## PROBLEM REQUIREMENTS
Search the entries for the word "mark" and copy each line that has it.

## DATASET ENTRIES
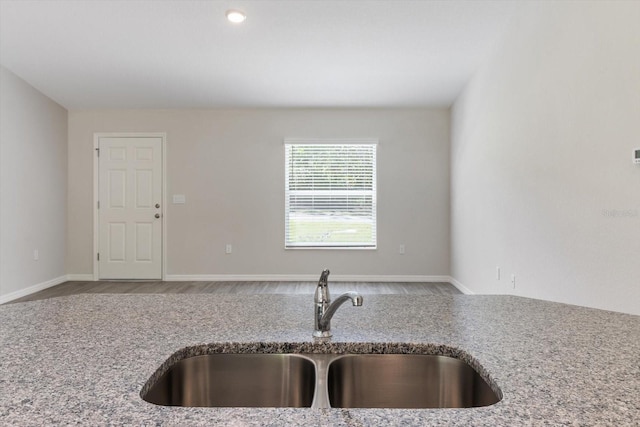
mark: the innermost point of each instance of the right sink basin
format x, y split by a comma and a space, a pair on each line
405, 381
==
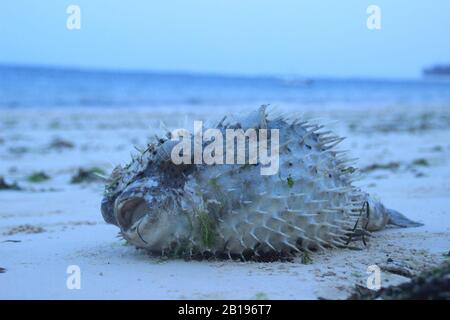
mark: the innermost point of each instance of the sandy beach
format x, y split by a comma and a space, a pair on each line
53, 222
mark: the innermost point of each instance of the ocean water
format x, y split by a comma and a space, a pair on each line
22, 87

## RESULT OF THE TASK
mark: the innermost point of each instance of the right sink basin
mark: the innermost point of each instance of the sandy beach
mark: the innermost point of each instance of the ocean water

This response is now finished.